• **TO DO**
Rewrite everything from the line containing "Where can the dark" down to the end of the data below as a JSON list of strings, with one string per line and blank lines omitted.
------------------------------------------------
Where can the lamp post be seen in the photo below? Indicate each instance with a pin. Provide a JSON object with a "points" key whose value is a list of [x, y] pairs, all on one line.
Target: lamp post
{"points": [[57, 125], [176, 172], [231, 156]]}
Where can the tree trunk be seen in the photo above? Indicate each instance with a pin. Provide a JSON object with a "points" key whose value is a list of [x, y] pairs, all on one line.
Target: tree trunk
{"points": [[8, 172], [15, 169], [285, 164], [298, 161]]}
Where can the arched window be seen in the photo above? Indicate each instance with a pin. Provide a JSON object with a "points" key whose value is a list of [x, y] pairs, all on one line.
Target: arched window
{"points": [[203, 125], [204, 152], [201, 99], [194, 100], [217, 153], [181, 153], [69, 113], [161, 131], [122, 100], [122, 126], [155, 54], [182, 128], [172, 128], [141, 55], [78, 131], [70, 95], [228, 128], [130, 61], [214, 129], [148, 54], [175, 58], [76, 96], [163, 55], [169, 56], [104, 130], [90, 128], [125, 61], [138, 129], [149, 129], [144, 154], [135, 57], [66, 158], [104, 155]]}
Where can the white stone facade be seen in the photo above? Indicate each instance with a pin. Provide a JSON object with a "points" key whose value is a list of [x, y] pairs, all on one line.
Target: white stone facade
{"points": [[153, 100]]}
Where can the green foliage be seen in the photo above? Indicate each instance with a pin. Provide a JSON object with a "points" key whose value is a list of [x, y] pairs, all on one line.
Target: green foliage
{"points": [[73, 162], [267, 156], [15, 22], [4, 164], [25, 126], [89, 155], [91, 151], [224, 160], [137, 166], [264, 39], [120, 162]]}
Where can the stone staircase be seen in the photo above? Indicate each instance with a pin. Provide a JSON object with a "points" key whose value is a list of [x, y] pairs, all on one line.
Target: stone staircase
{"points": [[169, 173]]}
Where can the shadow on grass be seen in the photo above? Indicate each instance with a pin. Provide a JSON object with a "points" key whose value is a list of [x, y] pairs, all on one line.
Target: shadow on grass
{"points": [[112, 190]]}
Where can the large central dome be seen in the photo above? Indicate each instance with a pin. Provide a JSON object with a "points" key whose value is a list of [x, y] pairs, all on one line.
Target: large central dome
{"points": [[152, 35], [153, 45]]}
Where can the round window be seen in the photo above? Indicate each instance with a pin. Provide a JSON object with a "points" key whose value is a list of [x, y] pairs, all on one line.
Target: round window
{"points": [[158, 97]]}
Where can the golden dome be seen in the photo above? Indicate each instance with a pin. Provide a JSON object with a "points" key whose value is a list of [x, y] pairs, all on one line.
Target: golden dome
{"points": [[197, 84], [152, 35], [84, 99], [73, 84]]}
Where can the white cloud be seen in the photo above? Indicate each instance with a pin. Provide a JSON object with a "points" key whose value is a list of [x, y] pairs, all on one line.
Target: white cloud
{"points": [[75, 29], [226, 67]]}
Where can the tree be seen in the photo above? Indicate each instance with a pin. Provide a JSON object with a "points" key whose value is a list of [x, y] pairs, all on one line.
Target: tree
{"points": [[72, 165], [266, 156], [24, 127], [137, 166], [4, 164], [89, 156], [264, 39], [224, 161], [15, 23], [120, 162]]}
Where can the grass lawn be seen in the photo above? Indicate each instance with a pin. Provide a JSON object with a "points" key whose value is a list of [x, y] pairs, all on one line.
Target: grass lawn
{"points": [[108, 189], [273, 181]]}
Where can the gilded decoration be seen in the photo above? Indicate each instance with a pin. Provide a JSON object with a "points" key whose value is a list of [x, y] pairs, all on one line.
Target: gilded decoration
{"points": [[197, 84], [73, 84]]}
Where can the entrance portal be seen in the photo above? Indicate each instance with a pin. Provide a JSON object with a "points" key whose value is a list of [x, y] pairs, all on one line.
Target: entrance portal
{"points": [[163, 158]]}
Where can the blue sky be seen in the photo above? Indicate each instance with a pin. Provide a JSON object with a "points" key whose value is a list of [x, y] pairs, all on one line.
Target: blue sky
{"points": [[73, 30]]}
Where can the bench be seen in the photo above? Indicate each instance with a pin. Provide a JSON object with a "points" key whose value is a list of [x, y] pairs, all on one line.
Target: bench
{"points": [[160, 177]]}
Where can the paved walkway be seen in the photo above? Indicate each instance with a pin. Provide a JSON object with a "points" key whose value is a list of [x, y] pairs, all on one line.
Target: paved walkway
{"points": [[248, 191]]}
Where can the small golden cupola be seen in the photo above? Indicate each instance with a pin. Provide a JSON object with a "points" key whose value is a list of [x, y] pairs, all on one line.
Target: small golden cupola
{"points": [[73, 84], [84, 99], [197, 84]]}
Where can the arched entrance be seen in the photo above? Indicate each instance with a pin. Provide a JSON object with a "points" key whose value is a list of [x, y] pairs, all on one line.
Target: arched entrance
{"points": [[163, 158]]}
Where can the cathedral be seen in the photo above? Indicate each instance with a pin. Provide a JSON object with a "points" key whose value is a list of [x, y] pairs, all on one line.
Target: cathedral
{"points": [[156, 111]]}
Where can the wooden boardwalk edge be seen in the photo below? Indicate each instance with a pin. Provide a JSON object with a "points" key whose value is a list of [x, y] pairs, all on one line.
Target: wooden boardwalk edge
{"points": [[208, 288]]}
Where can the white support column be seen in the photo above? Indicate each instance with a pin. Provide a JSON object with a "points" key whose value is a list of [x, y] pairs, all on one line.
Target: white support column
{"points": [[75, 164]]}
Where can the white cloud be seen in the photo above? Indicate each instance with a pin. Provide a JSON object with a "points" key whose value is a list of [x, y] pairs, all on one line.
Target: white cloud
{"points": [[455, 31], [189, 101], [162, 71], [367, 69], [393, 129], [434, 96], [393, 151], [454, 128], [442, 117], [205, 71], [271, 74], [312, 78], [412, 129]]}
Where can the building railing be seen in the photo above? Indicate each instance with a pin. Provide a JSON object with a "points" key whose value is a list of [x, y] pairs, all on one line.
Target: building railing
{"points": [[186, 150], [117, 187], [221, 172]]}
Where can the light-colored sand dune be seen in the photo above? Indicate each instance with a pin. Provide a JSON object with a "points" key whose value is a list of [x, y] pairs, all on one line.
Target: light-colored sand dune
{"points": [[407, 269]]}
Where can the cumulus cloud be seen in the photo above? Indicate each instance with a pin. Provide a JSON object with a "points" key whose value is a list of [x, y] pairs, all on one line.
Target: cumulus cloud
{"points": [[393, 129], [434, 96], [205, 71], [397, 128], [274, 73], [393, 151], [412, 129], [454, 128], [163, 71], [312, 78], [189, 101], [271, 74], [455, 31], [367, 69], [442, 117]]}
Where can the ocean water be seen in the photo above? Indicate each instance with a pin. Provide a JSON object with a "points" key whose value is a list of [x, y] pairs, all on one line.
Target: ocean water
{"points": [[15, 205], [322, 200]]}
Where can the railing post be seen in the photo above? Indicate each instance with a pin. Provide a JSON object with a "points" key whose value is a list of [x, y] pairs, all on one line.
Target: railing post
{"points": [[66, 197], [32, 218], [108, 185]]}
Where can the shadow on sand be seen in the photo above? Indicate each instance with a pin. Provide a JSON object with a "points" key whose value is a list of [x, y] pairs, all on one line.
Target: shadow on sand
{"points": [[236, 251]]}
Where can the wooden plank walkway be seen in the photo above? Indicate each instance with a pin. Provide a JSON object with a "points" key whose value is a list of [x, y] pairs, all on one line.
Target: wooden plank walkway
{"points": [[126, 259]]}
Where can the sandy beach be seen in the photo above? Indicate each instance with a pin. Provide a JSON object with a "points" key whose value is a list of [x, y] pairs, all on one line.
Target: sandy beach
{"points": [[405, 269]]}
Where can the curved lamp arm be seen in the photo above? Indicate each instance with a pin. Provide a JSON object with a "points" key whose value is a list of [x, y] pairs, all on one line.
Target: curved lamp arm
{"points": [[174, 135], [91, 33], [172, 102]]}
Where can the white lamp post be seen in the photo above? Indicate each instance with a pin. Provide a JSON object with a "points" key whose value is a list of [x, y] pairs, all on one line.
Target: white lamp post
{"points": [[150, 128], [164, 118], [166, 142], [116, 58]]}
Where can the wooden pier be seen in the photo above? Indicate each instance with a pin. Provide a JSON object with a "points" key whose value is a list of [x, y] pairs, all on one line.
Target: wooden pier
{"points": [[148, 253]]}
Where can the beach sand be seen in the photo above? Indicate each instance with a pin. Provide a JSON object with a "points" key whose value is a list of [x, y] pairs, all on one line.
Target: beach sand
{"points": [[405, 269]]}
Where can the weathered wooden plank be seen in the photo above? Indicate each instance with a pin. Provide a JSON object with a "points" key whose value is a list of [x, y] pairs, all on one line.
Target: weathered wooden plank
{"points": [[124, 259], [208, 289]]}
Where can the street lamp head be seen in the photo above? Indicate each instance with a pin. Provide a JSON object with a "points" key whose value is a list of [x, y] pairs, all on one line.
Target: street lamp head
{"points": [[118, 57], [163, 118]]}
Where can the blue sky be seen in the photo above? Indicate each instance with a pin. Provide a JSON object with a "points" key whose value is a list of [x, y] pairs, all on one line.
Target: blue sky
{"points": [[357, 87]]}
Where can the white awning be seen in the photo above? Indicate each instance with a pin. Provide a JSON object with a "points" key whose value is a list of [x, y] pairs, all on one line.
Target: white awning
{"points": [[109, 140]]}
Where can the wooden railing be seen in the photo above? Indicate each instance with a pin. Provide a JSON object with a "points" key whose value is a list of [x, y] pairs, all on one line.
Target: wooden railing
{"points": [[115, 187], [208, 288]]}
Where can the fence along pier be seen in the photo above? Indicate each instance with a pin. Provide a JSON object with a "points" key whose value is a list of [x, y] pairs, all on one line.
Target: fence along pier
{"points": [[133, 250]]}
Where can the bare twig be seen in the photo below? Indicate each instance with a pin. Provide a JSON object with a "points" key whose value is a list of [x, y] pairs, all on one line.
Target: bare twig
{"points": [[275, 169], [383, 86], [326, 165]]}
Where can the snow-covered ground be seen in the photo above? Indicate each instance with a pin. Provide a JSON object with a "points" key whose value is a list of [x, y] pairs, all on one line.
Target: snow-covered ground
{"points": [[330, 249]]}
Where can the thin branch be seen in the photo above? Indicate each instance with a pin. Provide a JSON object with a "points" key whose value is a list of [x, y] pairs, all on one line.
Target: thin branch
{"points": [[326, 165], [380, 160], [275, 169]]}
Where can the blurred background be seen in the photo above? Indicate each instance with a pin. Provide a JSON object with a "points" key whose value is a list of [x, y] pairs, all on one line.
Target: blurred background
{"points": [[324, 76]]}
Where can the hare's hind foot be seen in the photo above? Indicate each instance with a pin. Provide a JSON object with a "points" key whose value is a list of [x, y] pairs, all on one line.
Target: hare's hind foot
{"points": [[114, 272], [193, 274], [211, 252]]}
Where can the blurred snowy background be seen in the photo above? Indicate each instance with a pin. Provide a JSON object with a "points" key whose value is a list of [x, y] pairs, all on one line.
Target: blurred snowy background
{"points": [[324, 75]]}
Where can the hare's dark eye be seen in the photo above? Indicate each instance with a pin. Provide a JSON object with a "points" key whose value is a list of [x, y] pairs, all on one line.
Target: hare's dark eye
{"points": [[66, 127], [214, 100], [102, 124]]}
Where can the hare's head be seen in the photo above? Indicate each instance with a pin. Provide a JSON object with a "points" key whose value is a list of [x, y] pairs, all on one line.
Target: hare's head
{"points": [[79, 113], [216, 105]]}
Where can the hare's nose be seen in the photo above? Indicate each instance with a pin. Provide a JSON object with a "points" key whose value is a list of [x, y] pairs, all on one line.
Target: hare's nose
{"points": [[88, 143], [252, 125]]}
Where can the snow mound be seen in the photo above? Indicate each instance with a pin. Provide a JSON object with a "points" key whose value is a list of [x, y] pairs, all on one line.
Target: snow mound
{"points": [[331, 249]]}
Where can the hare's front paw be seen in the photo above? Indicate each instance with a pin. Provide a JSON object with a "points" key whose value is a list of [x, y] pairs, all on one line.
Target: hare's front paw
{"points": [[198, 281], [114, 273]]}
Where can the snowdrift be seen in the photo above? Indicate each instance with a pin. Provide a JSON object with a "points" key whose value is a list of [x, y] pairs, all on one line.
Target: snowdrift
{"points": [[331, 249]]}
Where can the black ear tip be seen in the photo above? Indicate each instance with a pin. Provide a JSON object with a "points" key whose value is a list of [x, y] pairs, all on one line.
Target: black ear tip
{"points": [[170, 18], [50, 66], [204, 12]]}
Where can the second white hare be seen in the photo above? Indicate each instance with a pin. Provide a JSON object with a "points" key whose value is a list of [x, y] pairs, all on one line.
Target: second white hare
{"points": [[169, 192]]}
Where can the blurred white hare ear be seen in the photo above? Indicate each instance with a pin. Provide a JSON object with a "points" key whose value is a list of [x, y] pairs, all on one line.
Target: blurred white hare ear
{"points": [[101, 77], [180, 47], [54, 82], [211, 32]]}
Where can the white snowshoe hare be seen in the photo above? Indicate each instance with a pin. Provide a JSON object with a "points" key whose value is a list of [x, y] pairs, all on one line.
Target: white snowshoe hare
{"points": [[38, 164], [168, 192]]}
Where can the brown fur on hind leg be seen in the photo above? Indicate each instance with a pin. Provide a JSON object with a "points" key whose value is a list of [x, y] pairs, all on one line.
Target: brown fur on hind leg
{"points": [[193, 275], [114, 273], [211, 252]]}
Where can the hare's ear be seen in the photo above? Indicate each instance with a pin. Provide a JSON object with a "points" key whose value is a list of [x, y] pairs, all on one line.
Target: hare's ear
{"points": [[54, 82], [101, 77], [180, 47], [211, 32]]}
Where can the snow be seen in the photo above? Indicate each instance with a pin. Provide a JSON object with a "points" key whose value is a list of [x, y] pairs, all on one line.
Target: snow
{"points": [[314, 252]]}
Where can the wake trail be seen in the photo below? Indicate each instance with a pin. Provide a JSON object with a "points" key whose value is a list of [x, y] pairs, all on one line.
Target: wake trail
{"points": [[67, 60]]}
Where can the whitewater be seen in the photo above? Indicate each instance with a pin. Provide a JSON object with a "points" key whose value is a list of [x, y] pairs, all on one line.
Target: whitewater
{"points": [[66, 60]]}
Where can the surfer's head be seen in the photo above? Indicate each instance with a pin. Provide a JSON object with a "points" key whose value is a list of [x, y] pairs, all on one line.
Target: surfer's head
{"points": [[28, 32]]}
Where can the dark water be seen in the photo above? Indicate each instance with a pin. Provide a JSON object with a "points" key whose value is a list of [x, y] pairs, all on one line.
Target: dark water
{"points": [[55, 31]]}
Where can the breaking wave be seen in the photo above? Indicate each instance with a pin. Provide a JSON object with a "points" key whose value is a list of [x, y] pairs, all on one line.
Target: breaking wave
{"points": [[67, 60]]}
------------------------------------------------
• **RESPONSE TO THE EXERCISE**
[
  "Where can the dark water be seen in the photo above? Indicate each instance with a pin. Provide a JSON object with a \"points\" key whose value is a list of [x, y] pairs, all on one line.",
  "Target: dark water",
  "{\"points\": [[55, 31]]}",
  "Where can the breaking wave be seen in the photo above? Indicate each instance with a pin. Provide a JSON object with a \"points\" key whose value is a list of [x, y] pairs, all on one line.",
  "Target: breaking wave",
  "{\"points\": [[67, 60]]}"
]